Do this => Express the items from the start through the line containing "Target: concrete sidewalk", inclusive, as a numbered list without blank lines.

## Begin Material provided

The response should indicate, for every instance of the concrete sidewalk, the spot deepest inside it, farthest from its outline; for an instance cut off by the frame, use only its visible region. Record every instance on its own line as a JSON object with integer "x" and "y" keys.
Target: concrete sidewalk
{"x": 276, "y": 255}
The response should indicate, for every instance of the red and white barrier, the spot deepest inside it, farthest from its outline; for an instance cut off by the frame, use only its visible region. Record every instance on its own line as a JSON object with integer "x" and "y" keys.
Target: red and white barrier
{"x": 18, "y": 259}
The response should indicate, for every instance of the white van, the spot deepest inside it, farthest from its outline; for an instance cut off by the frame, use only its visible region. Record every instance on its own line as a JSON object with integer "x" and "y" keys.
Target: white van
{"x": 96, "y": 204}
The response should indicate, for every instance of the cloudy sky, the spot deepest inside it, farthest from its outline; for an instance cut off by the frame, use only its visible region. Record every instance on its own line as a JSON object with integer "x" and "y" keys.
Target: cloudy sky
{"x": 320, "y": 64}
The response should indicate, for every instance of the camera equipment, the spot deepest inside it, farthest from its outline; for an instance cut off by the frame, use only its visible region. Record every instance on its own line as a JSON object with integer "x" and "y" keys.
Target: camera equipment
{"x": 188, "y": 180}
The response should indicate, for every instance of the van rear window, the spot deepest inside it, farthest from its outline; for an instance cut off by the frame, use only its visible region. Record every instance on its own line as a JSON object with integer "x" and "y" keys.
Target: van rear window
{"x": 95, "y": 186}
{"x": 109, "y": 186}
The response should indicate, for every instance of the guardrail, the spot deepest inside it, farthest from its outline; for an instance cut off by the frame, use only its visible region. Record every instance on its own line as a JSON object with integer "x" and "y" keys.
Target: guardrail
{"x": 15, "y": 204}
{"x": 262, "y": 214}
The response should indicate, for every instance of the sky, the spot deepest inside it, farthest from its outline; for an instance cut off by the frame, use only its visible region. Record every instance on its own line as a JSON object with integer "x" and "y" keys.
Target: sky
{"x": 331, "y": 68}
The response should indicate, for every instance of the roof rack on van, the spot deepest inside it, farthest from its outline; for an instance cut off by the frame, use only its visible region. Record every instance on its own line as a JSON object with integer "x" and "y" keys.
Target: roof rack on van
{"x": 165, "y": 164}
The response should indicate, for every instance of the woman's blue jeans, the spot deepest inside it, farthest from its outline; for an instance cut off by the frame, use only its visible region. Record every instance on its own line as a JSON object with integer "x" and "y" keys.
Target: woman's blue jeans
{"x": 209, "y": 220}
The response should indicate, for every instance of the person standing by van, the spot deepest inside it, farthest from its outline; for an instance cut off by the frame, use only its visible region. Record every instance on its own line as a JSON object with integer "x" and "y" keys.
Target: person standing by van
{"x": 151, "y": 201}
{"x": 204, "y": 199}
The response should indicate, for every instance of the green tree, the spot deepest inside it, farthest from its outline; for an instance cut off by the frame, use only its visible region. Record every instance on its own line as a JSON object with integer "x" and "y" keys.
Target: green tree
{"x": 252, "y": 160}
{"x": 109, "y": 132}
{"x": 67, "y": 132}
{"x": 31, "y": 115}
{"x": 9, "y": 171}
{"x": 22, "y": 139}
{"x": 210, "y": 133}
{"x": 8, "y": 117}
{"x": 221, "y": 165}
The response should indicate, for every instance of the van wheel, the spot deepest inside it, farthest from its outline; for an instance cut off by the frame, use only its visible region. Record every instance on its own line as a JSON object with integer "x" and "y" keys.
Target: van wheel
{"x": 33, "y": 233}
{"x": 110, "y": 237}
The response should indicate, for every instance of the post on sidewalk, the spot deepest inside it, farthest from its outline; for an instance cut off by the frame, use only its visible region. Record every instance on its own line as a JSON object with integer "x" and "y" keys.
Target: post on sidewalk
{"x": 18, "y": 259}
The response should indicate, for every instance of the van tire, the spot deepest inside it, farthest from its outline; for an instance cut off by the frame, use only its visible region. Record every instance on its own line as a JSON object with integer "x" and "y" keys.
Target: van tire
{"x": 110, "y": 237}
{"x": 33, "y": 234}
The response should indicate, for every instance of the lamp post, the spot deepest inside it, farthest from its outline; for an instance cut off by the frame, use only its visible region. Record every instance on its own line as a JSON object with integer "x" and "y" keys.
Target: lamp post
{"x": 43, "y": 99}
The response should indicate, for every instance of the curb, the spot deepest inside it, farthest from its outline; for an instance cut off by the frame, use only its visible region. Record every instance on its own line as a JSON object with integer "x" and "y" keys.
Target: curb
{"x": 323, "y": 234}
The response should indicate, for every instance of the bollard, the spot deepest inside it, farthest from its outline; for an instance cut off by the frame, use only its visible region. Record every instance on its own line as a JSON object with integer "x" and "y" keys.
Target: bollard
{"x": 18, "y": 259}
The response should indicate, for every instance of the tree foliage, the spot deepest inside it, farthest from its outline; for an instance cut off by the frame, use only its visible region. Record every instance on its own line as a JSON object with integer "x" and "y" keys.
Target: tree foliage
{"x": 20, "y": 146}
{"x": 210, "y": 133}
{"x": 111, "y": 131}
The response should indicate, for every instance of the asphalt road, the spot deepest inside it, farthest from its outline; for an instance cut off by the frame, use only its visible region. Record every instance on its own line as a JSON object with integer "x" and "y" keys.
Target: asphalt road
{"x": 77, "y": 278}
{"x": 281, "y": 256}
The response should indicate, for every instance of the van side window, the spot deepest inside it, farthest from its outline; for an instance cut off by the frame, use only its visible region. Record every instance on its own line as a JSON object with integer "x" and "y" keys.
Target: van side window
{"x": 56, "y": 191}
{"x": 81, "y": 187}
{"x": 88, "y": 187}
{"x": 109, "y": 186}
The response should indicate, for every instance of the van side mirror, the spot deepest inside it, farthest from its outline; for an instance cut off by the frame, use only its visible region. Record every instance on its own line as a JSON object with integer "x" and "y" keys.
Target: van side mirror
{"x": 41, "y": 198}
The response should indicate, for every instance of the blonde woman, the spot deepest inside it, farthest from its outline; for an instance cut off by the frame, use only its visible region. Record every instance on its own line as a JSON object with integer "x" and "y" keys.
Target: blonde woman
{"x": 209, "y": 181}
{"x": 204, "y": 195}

## End Material provided

Result of the exercise =>
1. The response should indicate, for every instance of the concrete sidewalk, the spot deepest inside it, farthest from its outline; for an instance cut off by the frame, use only its visible region. Record every instance on its own line as a JSON object with integer "x" and "y" keys.
2. Target: concrete sidewalk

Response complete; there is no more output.